## TRY IT
Your answer should consist of every line in the records that holds "slope".

## PROVIDED MATERIAL
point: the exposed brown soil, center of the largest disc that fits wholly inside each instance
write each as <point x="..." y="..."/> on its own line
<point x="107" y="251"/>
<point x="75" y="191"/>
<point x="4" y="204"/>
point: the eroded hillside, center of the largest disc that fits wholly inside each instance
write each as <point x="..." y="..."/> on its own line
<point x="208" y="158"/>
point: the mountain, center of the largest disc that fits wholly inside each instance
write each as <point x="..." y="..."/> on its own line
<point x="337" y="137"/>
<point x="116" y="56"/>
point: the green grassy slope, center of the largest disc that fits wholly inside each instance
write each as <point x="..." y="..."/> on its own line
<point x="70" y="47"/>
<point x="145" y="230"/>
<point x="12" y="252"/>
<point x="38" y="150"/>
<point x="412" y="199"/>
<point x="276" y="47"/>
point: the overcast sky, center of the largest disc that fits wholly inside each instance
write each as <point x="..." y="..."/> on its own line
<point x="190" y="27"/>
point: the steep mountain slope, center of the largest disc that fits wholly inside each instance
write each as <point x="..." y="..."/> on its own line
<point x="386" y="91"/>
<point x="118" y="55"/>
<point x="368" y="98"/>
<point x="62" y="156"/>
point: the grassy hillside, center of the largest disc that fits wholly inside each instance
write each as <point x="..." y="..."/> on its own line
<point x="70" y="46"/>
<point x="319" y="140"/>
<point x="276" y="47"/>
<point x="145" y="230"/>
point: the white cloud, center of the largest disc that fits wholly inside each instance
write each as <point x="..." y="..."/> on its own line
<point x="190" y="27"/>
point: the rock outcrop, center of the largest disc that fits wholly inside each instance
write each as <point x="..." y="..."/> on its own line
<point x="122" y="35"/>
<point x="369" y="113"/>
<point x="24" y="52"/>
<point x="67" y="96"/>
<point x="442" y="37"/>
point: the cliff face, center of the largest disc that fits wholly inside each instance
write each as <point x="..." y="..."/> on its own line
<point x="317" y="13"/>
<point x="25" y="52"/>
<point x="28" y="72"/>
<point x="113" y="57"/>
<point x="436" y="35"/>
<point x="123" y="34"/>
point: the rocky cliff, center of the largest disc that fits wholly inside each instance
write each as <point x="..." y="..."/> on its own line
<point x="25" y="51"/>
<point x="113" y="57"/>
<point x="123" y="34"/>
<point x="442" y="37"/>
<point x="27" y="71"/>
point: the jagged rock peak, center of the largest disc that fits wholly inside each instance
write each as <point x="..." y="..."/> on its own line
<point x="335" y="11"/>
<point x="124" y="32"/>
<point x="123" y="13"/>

## ANSWER SPACE
point: the green grassy slope, center of the largest disc that fits wholly inside each instance
point: the steep mountain slope, center of the largest disc that fits wholly inside each instance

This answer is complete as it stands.